WORK TO COMPLETE → Copy the data below exactly, but not the pictures it contains.

DATA RECORDS →

#####

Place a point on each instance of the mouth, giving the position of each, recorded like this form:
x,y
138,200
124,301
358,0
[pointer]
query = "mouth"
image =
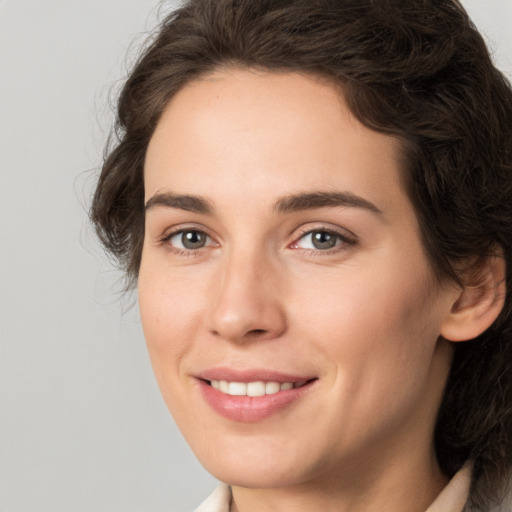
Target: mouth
x,y
254,389
247,397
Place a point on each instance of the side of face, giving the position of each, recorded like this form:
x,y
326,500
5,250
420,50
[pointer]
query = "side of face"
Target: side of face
x,y
279,245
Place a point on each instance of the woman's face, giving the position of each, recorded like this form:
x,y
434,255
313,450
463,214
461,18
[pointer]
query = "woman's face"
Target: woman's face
x,y
282,263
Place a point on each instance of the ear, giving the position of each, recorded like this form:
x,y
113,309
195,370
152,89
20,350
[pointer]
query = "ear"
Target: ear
x,y
479,302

#####

TASK RESPONSE →
Place a point on each instance of the mouth, giving the position of each, recorded like this form:
x,y
138,200
124,301
358,0
[pointer]
query = "mouth"
image =
Target: mouth
x,y
254,389
247,397
Place a point on each instance of the side of face, giving the position of each, recorded like this form:
x,y
326,500
5,250
420,50
[pointer]
query = "side of face"
Target: side of face
x,y
279,245
Place a point on each instance of the woman's face, giving the position of each, recorded like this form:
x,y
434,255
313,450
463,214
461,18
[pointer]
query = "woman's face"
Target: woman's face
x,y
282,263
Place a point on each instance of the ear, giving the position of each, recorded like this form:
x,y
113,309
195,370
152,89
20,350
[pointer]
query = "ear"
Target: ear
x,y
479,302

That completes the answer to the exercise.